Please answer from the text excerpt on Guantanamo, Abu Ghraib and the Winter Soldier testimony: where did the investigations of abuse originate?

-- START OF Text excerpt --

Since late 2001, Camp Delta at Guantanamo Bay and Abu Ghraib have achieved mythic proportions in some quarters. In 1971, the content of John Kerry's Winter Soldier testimony was similarly regarded as revealing the ugly, abusive underside of our military's operations, with Peter Arnett's famous quote "We had to destroy the village in order to save it" as a pithy summarization of US conduct. Two major distinctions dispel this perceived similiarity. The accusations of the VVAW and Winter Soldier testimony have since been revealed as a mixture of hearsay, propaganda, exaggeration, and in some cases outright lies by individuals who either never served in Vietnam or never served at all. And despite much searching for its source, Arnett's quote remains unattributed and Arnett himself was disgraced for appearing in what was effectively a propaganda interview on Iraqi state TV at the outset of the current Iraq war. From the recent kerfuffle over handling of the Koran at Gitmo to the vile behavior of MPs at Abu Ghraib, the investigations of abuse originated within and were pursued by the military itself, as much as Seymour Hersh and other media figures would like the credit for "breaking the story". Compounded by the irony that most "abuse" of Korans was apparently carried out by Gitmo detainees themselves, distorted media presentation more than the substance of the accusations themselves provides the most similarity. In short, the two are similar, but not in the way they are frequently portrayed as comparable.

-- END OF Text excerpt --
-- START OF Extracted entries --

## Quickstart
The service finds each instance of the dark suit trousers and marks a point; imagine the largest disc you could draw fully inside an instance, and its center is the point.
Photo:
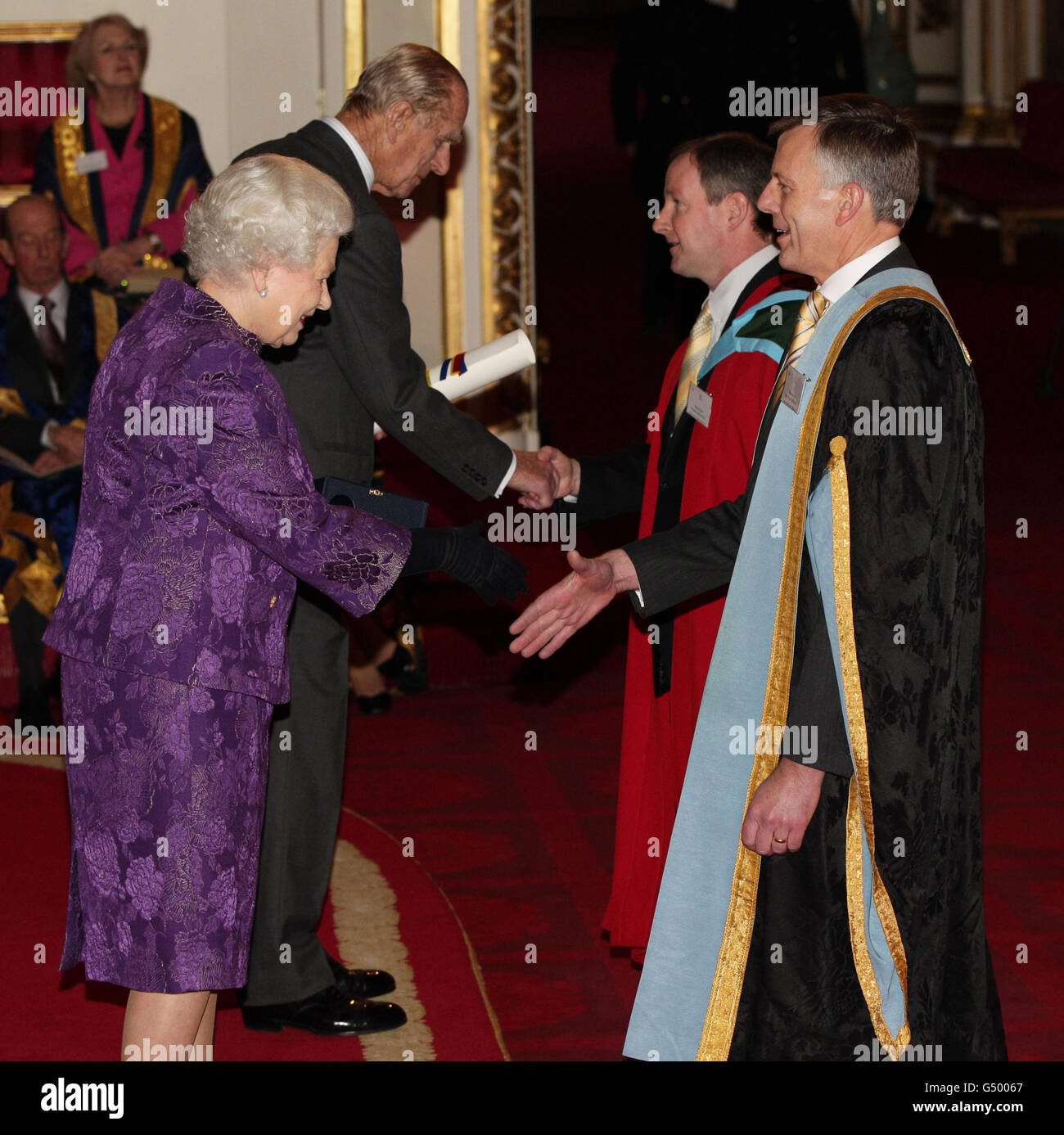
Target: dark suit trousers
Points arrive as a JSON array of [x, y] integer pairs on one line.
[[308, 741]]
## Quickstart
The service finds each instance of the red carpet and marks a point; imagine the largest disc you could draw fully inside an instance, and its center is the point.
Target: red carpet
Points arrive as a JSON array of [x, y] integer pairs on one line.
[[381, 899]]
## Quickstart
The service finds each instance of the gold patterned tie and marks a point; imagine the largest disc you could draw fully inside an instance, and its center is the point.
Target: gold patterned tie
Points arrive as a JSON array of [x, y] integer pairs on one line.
[[697, 346], [812, 308]]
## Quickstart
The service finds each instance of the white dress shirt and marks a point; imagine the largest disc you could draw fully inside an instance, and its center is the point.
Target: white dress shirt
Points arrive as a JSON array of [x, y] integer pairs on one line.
[[368, 173], [61, 299], [723, 298], [354, 148], [844, 278]]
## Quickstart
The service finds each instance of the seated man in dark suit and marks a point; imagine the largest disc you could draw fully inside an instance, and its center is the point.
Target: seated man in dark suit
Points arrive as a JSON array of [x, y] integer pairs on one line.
[[52, 337]]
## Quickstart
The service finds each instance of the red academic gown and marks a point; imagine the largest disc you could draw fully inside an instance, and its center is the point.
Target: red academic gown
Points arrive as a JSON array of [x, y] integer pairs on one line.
[[658, 731]]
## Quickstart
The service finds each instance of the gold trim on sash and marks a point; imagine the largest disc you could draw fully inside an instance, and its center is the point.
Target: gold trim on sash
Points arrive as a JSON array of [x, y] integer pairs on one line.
[[730, 971], [166, 148], [859, 806], [11, 402], [35, 580], [70, 141], [105, 313]]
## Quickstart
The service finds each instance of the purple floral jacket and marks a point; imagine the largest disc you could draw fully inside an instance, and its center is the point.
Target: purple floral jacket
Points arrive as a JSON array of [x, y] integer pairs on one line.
[[199, 511]]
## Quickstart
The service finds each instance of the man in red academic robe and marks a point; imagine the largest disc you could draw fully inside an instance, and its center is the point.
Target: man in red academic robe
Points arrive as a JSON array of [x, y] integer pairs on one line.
[[698, 449]]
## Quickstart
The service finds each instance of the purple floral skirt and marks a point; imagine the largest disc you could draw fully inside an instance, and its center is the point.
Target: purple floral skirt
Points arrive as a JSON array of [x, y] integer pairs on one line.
[[166, 812]]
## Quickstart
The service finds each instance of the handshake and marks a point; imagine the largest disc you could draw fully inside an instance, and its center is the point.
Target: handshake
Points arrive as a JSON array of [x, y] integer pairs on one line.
[[541, 478]]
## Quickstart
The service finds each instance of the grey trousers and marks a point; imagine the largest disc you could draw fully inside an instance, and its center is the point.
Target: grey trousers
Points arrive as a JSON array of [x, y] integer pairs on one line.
[[308, 742]]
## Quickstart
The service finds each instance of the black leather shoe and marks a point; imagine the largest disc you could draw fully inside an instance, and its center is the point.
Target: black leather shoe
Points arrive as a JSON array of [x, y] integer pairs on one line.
[[361, 983], [380, 703], [330, 1012]]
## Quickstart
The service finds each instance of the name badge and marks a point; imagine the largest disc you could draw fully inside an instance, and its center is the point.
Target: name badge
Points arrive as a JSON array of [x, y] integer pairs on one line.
[[794, 384], [93, 163], [698, 405]]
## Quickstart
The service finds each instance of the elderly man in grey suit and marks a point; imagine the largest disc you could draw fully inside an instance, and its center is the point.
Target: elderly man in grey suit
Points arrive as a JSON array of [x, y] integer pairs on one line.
[[354, 367]]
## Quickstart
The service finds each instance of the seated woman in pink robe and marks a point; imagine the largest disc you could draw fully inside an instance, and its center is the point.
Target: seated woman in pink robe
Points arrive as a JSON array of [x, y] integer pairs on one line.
[[125, 178]]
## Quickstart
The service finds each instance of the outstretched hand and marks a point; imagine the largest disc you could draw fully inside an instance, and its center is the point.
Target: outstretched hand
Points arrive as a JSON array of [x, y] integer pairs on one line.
[[554, 616], [565, 474], [782, 807]]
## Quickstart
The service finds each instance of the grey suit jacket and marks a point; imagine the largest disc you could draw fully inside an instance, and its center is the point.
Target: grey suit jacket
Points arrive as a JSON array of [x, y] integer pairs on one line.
[[354, 364]]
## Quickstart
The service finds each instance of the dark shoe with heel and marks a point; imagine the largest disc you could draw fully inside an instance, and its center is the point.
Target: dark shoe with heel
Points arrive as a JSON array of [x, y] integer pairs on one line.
[[331, 1012]]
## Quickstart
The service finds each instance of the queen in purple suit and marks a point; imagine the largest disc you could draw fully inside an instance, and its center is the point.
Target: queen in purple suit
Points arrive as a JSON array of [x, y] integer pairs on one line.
[[198, 515]]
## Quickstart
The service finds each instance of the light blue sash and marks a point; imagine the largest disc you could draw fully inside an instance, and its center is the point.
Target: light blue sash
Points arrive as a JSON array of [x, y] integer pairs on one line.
[[693, 906]]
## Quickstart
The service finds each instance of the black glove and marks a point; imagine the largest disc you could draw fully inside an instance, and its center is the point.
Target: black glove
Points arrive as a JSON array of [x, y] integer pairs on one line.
[[460, 552]]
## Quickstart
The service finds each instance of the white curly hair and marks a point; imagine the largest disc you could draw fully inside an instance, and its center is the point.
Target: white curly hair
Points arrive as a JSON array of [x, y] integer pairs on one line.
[[264, 211]]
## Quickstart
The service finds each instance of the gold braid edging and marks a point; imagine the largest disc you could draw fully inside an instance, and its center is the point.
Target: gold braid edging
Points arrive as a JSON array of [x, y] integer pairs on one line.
[[859, 806], [730, 971], [166, 137], [70, 140], [105, 313]]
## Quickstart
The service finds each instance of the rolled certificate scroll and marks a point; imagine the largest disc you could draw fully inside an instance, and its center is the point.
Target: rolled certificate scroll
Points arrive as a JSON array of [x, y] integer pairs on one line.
[[472, 370]]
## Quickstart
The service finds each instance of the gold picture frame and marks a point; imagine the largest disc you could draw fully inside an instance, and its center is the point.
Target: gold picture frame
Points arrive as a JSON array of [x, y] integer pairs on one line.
[[56, 31]]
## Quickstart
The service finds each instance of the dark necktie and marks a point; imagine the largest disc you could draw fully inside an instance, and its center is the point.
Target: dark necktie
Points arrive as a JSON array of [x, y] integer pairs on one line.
[[52, 346]]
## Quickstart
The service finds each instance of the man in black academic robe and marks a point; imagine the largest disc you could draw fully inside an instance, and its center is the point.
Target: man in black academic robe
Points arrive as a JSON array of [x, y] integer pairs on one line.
[[917, 556]]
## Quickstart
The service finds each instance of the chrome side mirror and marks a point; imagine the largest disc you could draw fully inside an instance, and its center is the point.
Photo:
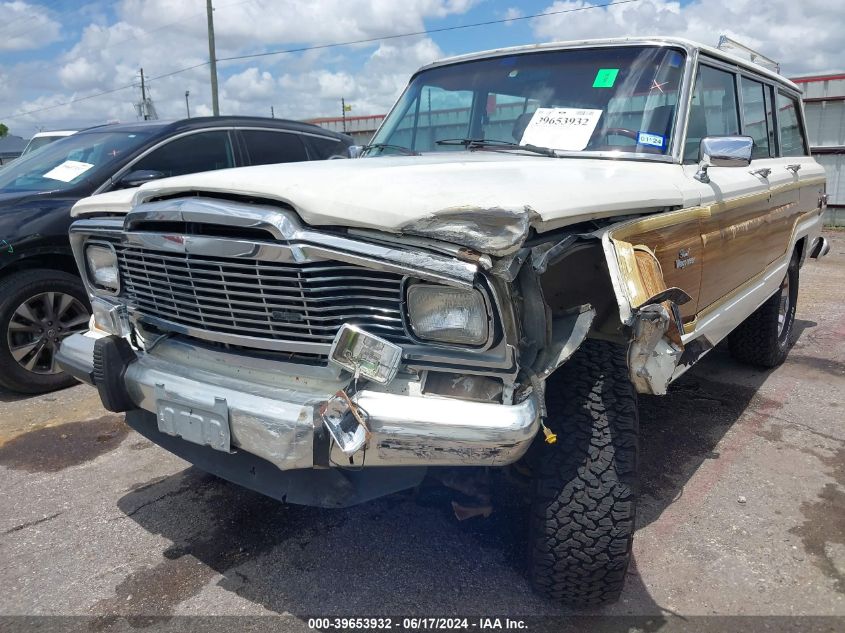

-- END OF Extracted entries --

* **Expected output**: They originated within the military itself, which also pursued them.